## OBJECTIVE
Copy out the rows below word for word, every one of them, but leave the pictures out.

## TASK DATA
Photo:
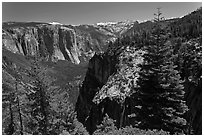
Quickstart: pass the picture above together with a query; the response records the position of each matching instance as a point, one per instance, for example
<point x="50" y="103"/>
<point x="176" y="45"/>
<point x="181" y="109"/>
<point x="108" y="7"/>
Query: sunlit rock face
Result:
<point x="55" y="41"/>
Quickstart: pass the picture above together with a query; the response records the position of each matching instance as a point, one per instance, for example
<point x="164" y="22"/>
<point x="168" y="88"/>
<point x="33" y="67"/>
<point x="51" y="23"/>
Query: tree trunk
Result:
<point x="122" y="115"/>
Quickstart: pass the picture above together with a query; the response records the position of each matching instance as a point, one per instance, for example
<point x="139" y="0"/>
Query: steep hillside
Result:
<point x="109" y="86"/>
<point x="54" y="41"/>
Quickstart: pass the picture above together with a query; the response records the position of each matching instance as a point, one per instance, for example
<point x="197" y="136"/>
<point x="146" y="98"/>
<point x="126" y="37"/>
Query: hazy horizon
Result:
<point x="92" y="12"/>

## WRITTEN REPLY
Photo:
Quickstart: pass the picture above together with a query; the response records the position of each matching instance as a point, one per instance, for example
<point x="50" y="103"/>
<point x="176" y="45"/>
<point x="181" y="109"/>
<point x="108" y="7"/>
Query: sunlit rock face
Result:
<point x="55" y="41"/>
Quickstart: pass the picture above together with a query; the response records the position of each matching instance as a point, one per instance, for example
<point x="164" y="22"/>
<point x="168" y="88"/>
<point x="33" y="67"/>
<point x="51" y="23"/>
Query: tree trunk
Result:
<point x="122" y="115"/>
Quickstart: pass the picture above together with a query; the response records the position of each matching instance as a point, one per instance, for example
<point x="139" y="0"/>
Query: steep hillside
Result:
<point x="109" y="86"/>
<point x="54" y="41"/>
Quickstart: pass the picture above together with a query; the response records the position of each matching instance as a point, one per instance, for example
<point x="197" y="136"/>
<point x="146" y="98"/>
<point x="126" y="37"/>
Query: hazy horizon
Result:
<point x="92" y="12"/>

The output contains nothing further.